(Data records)
══════════════════════════════
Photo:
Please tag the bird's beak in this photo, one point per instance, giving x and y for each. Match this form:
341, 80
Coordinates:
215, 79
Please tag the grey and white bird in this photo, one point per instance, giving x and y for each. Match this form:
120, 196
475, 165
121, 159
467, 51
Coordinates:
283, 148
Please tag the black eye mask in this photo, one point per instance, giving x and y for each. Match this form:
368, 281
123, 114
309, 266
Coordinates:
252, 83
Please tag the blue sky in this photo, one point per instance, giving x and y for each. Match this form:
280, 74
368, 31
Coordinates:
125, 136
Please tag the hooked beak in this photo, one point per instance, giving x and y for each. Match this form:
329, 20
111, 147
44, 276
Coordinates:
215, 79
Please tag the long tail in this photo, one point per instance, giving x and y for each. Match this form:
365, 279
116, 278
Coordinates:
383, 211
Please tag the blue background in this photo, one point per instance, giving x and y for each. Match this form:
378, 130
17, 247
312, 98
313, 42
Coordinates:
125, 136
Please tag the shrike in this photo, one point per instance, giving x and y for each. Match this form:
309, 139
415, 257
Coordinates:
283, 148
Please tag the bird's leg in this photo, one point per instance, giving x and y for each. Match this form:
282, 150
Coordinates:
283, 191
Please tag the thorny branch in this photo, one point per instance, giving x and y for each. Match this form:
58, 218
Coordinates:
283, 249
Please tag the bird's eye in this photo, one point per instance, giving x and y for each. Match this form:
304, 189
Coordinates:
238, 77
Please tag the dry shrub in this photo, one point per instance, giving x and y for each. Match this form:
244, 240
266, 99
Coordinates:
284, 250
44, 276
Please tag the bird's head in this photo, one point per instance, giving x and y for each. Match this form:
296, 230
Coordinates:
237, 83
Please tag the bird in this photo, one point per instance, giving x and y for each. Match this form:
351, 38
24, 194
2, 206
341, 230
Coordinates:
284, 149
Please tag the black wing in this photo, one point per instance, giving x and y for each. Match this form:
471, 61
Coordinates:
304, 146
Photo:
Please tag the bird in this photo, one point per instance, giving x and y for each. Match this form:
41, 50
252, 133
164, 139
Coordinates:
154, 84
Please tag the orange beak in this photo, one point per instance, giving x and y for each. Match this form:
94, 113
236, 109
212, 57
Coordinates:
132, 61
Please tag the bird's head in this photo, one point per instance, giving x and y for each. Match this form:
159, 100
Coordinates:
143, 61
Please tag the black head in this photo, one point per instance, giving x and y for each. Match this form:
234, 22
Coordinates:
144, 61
══════════════════════════════
Every entry must be given again exactly as it reads.

Written solution:
Photo:
Please tag the bird's beak in this photo, one point per instance, giving x and y for each. Match this form:
341, 80
Coordinates:
215, 79
Please tag the grey and white bird in this photo, one point per instance, giving x and y for each. Match this form:
120, 196
475, 165
121, 159
467, 51
Coordinates:
283, 148
Please tag the black eye mask in this photo, one point per instance, giving x and y for each. Match this form:
368, 281
123, 114
309, 266
Coordinates:
252, 83
Please tag the blue sky in this photo, one point per instance, giving x and y for each. Match this form:
280, 74
368, 31
Coordinates:
125, 136
Please tag the hooked beak in this photo, one point per instance, giving x and y for each. Match this form:
329, 20
111, 147
44, 276
Coordinates:
215, 79
Please tag the long tail in this photo, one point per instance, giving x and y for each. Match this form:
365, 279
116, 278
Coordinates:
383, 211
Please tag the blue background in this photo, one point per instance, giving x and y for each. Match this form:
378, 130
17, 247
312, 98
313, 42
Coordinates:
125, 136
Please tag the shrike in this photo, one point per instance, giving x and y for each. Match this form:
309, 139
415, 257
Coordinates:
283, 148
Please tag the bird's leg in this photo, one point per instance, giving x and y for each. Match this form:
282, 150
Coordinates:
283, 191
Please tag the thorny branch in this photo, one point per instance, giving x and y for each. Match this form:
58, 218
Coordinates:
283, 249
Please tag the bird's eye in this photo, one point per instance, giving x and y for each. Match this form:
304, 189
Coordinates:
238, 77
Please tag the dry shrub in this photo, one point per instance, giving x and y for each. Match this form:
244, 240
266, 99
Coordinates:
284, 250
44, 276
Please tag the bird's head in this photo, one point per instance, giving x and y for each. Match this form:
296, 230
Coordinates:
237, 83
Please tag the bird in this photo, one point per instance, giving x and y for each. Match this form:
351, 38
24, 194
2, 206
341, 230
Coordinates:
284, 149
Please tag the black wing in this photo, one point per instance, giving x and y for each. Match this form:
471, 61
Coordinates:
304, 146
Photo:
Please tag the bird in this photo, one point per instance, giving x and y for each. Match this form:
41, 50
252, 133
164, 139
Coordinates:
154, 84
Please tag the orange beak in this photo, one point per instance, giving x and y for each. Match this form:
94, 113
236, 109
212, 57
Coordinates:
132, 61
Please tag the bird's head in this photo, one point per instance, giving x and y for each. Match this form:
159, 100
Coordinates:
143, 61
Please tag the black head in this photo, one point per instance, giving x and y for each. Match this form:
234, 22
Coordinates:
144, 61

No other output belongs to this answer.